Extracted data entries
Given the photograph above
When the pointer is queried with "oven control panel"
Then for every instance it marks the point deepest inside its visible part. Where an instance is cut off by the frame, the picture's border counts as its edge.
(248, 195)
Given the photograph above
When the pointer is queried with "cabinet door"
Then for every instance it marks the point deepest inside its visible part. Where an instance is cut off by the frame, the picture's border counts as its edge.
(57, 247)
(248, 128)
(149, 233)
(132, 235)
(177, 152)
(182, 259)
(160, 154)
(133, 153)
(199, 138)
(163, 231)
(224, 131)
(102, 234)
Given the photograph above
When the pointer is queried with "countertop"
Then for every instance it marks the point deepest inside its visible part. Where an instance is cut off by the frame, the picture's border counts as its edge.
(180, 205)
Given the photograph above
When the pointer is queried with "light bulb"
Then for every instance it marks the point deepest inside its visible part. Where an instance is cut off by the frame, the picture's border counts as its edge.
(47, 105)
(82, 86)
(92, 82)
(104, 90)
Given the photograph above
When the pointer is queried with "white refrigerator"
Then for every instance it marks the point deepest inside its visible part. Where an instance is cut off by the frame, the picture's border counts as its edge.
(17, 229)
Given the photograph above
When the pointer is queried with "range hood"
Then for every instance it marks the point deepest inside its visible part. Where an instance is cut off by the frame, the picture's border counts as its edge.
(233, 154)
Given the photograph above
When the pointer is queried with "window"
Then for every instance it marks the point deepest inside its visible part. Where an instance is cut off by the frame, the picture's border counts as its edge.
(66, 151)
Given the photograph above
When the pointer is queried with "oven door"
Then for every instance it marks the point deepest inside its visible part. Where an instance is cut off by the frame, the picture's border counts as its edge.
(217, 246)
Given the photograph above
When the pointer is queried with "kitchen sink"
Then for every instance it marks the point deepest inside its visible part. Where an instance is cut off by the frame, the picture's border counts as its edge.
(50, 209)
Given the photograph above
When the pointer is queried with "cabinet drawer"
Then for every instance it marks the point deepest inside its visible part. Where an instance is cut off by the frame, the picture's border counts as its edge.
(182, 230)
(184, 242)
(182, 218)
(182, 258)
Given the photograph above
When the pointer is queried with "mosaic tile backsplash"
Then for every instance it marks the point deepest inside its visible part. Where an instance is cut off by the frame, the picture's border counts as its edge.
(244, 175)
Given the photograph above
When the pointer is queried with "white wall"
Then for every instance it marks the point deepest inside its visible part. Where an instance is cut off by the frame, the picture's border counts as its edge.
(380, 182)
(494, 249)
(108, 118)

**TASK TO COMPLETE:** Please be sure to repeat every entry exactly.

**TASK OUTPUT:**
Given the photograph above
When the pointer is queried with "oven control panel"
Then for every instance it marks the point deepest inside its visible part. Where an instance is cut off by the frame, the picture's border counts as its edge.
(248, 195)
Given the photograph above
When the pointer is queried with "cabinet door"
Then for every instance it marks the point deepest inside its visible part. Where an instance is cut off by the frame, the picture's border counts as its edge.
(57, 247)
(248, 128)
(149, 233)
(132, 235)
(177, 152)
(182, 259)
(160, 154)
(133, 153)
(199, 138)
(163, 231)
(224, 131)
(102, 234)
Given the photograph above
When the pointer is queried with "countertop"
Then for every instance it marks the point deepest inside its visible part. Where an instance is cut off by the frame, the picture's border counts as its edge.
(180, 205)
Given the photograph above
When the pointer is queried with "light bulb"
Then for every instance it marks the point deepest inside its visible part. Where an instance is cut off by the frame, the picture's border counts as its edge.
(47, 105)
(82, 86)
(92, 82)
(104, 90)
Given the photograph above
When the pointer is queried with "white refrigerator"
Then for every instance it marks the point deepest inside its visible part. Where an instance is cut off by the frame, the picture's border counts as its edge.
(17, 229)
Given the photograph above
When the pointer is queried with "range hood"
Then for every instance it marks the point deepest inside its visible part. Where an instance is cut off by the frame, the picture's border counts as its edge.
(233, 154)
Given the photograph above
When the pointer is queried with "window"
Then for every instance it marks the point deepest inside its visible part. Where an instance is cut off by the frame, the picture's border counts as its edge.
(66, 151)
Given the photograph above
When the pointer is queried with "oven door"
Then for every instance it marks the point deepest inside its visible part. Where an instance is cut off by the frame, the picture's border counts as its edge.
(217, 246)
Given the photograph above
When the pointer is queried with "kitchen sink"
Then for every instance it marks the point deepest inside its visible part. Where an instance is cut off by the frame, the picture's border counts as its edge.
(50, 209)
Given the photograph above
When the pointer is queried with "cabinet drawer"
Then for every instance it marks the point deepest inside its visible part. Where an instance is cut off by the frame, the picture's border counts as its edge.
(182, 230)
(184, 242)
(182, 218)
(182, 258)
Given the photograph above
When the pointer is queried with "mosaic tile backsplash"
Then for every instance it marks the point deepest inside its visible part. Where an instance is cut off by the frame, the picture's border counts as its edge.
(244, 175)
Given the photograph above
When the pointer is queried with "white wall"
Then for every instance it marks the point deepest inside its visible part. Where an instance is cut off by the frame, the picture's border counts as its edge.
(380, 182)
(494, 249)
(108, 118)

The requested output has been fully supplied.